◆ Written instruction ◆
How many lines in the rows below contain the string "query"? Reply with the number alone.

◆ Material to process ◆
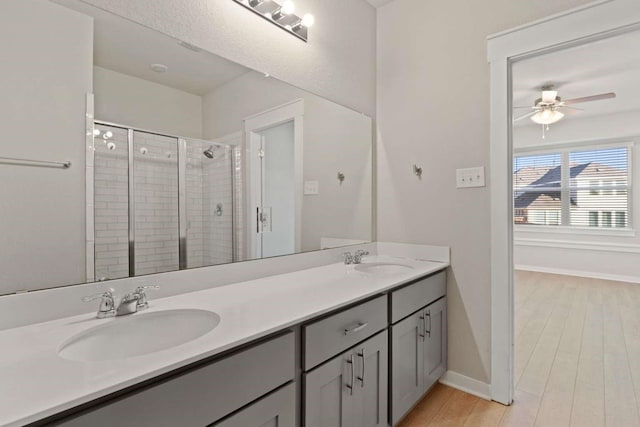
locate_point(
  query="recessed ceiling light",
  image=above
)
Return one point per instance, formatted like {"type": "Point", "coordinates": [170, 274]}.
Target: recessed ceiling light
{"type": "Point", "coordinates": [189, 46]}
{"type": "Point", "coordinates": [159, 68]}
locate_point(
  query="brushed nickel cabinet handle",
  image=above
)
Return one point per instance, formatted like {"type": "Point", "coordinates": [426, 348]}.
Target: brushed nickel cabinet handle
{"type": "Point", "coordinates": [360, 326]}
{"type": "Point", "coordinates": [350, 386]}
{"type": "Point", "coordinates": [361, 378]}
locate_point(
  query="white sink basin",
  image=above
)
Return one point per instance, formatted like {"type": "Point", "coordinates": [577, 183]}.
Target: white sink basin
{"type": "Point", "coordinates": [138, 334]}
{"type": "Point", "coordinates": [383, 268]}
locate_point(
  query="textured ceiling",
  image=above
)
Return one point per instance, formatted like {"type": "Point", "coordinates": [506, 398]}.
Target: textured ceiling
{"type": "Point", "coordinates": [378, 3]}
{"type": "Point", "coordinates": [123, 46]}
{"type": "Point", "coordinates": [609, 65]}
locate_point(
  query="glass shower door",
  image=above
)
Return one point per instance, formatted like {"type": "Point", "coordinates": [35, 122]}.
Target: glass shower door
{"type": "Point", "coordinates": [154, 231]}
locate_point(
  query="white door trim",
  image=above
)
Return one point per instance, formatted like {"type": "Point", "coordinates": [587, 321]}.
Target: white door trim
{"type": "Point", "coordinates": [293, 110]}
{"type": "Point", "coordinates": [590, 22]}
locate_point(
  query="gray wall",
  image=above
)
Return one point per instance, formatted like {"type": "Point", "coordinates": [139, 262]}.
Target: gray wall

◆ Result of the exercise ◆
7